Each line of the records below that contains "sign" needs to be copied.

[Stored data entries]
"""

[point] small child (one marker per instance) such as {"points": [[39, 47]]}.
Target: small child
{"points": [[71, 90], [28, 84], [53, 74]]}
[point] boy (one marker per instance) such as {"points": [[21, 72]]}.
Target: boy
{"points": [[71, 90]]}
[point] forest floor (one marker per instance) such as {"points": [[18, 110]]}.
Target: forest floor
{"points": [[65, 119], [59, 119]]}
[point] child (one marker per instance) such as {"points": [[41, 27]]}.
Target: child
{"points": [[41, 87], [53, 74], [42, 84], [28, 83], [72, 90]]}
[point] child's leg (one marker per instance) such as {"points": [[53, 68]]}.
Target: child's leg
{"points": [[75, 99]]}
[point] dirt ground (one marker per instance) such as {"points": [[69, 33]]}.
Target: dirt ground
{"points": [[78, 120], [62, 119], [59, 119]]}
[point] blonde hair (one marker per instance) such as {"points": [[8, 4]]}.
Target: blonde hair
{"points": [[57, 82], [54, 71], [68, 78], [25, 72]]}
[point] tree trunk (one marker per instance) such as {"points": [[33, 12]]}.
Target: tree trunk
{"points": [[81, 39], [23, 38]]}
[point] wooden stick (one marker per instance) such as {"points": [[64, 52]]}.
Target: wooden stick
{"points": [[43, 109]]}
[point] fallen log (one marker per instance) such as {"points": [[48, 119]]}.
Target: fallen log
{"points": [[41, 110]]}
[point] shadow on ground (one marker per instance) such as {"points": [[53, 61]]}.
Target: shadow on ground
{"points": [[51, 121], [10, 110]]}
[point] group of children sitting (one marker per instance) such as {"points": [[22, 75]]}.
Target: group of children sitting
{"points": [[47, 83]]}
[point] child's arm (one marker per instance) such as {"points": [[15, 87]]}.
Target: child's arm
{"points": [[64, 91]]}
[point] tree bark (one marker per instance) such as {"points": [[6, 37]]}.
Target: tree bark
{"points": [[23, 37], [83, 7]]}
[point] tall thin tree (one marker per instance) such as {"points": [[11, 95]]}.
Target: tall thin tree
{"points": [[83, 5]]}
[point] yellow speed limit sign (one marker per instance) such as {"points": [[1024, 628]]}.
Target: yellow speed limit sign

"""

Response box »
[point] yellow speed limit sign (one marker per instance) such as {"points": [[1024, 628]]}.
Target: yellow speed limit sign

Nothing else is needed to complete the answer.